EXERCISE TASKS
**a)** Answer these questions using the forum thread on writing 8-bit bytes in C++:
(i) What is the original poster writing for a school project?
(ii) Which type does the original poster propose for representing a byte?
(iii) According to the reply, what can be done to a byte that is not 8 bits to obtain 8-bit bytes?
**b)** Quote the passage of the forum thread on writing 8-bit bytes in C++ that opens with the words containing "Seems to me" and closes with "the bytes themselves.".
**c)** Extend the forum thread on writing 8-bit bytes in C++, starting after its final sentence.
* START TEXT BLOCK *
Manipulating and writing bytes (8 bits) in ANSI/ISO C++?

K

Kristian Nybo

Hi,

I'm writing a simple image file exporter as part of a school project. To
implement my image format of choice I need to work with big-endian
bytes, where 'byte' of course means '8 bits', not 'sizeof(char)'. It
seems that I could use bitset<8> to represent a byte in my code --- if
you have a better suggestion, I welcome it --- but that still leaves me
with the question of how to write those bitsets to an image file as
big-endian bytes in a standard-compliant manner. Any ideas?

Kristian
 
C

ChasW

Hi,

I'm writing a simple image file exporter as part of a school project. To
implement my image format of choice I need to work with big-endian
bytes, where 'byte' of course means '8 bits', not 'sizeof(char)'. It
seems that I could use bitset<8> to represent a byte in my code --- if
you have a better suggestion, I welcome it --- but that still leaves me
with the question of how to write those bitsets to an image file as
big-endian bytes in a standard-compliant manner. Any ideas?

Kristian

Seems to me you are contemplating more than one issue here.

If I am not mistaken, endianness pertains to files, machines, and
packets, but not the bytes themselves.

If you want 8 bit bytes from a byte that is not 8 bits, you can shift
and / or pad the byte.
* END TEXT BLOCK *
* START EXTRACTED DATA *
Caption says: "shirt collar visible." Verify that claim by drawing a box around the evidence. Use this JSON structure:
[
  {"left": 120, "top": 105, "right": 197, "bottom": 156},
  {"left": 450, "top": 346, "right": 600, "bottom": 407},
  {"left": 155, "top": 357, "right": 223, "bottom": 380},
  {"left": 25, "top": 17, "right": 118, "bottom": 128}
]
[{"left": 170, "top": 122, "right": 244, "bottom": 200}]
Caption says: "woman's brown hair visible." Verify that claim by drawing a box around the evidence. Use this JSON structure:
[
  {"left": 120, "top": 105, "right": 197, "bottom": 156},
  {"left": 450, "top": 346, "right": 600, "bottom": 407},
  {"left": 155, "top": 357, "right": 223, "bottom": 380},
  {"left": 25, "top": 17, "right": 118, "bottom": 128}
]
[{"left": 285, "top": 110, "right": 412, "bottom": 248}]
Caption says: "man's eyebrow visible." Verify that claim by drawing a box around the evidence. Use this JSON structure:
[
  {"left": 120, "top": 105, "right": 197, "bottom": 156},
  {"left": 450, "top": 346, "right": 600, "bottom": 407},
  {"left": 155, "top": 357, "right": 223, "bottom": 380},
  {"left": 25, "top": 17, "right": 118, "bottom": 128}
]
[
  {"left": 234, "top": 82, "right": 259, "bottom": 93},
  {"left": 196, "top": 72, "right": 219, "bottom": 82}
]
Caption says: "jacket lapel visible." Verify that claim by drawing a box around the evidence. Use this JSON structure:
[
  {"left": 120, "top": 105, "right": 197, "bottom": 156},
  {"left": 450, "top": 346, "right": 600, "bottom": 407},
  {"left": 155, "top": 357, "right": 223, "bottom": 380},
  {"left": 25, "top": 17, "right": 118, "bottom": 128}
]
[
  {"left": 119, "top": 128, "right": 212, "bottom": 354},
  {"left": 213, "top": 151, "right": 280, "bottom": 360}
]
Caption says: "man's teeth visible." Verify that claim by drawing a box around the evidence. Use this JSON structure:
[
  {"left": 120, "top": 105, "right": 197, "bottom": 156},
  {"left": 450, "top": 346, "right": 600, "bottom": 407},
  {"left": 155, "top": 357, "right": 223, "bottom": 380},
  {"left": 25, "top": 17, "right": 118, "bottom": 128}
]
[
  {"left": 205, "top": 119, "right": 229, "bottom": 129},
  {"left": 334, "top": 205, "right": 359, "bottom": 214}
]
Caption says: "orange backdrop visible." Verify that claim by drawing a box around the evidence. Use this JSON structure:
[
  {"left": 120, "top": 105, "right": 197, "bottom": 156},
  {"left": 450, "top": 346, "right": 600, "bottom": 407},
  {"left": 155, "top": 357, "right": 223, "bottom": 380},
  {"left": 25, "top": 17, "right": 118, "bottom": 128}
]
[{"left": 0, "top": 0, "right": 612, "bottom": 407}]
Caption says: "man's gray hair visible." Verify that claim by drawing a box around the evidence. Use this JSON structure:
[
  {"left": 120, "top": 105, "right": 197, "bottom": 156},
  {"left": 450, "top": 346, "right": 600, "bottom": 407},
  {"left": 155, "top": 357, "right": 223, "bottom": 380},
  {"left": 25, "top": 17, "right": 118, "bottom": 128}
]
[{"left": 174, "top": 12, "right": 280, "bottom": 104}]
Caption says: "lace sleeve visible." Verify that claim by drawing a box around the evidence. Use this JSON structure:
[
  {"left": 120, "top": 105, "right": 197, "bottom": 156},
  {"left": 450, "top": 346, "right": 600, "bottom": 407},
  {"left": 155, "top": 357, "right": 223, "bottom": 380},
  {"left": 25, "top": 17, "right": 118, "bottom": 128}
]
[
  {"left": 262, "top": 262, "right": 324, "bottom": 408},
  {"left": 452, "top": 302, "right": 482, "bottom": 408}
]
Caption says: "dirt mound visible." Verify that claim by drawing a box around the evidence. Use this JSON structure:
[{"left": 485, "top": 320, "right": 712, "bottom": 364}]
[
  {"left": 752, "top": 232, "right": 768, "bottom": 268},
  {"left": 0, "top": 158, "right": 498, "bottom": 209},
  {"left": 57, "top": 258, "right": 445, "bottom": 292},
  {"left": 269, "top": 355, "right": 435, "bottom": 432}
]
* END EXTRACTED DATA *
RESPONSES FOR EACH TASK
**a)**
(i) A simple image file exporter.
(ii) bitset<8>.
(iii) The byte can be shifted and/or padded.

**b)**
Seems to me you are contemplating more than one issue here.

If I am not mistaken, endianness pertains to files, machines, and
packets, but not the bytes themselves.

**c)**
But if you are just concerned with big-endian / little endian machine
compatibility, one solution is to write the file out one byte at a
time. The machine will handle machine specific endianness with regard
to the file written. If you are dealing with a file format that
specifies byte order, of course you will need to be aware of which
byte you start writing the data from.

Charles
 
K

Kristian Nybo

ChasW said:
Seems to me you are contemplating more than one issue here.

If I am not mistaken, endianness pertains to files, machines, and
packets, but not the bytes themselves.

If you want 8 bit bytes from a byte that is not 8 bits, you can shift
and / or pad the byte.

You're right, of course, but how would I write it as an 8 bit byte? If
char is, say, 9 bits on the machine the code is running on, how do I
write only 8 bits?
But if you are just concerned with big-endian / little endian machine
compatibility, one solution is to write the file out one byte at a
time. The machine will handle machine specific endianness with regard
to the file written.

The file format specifies that the bytes should be big-endian, so I need
to make sure they're written that way regardless of whether the machine
the code is running on uses big-endian or little-endian bytes. That is,
I don't want the machine to handle the endianness because I assume that
would result in 'big-endian files' on a machine with big-endian bytes
and little-endian files on one with little-endian bytes. Did you mean
something else?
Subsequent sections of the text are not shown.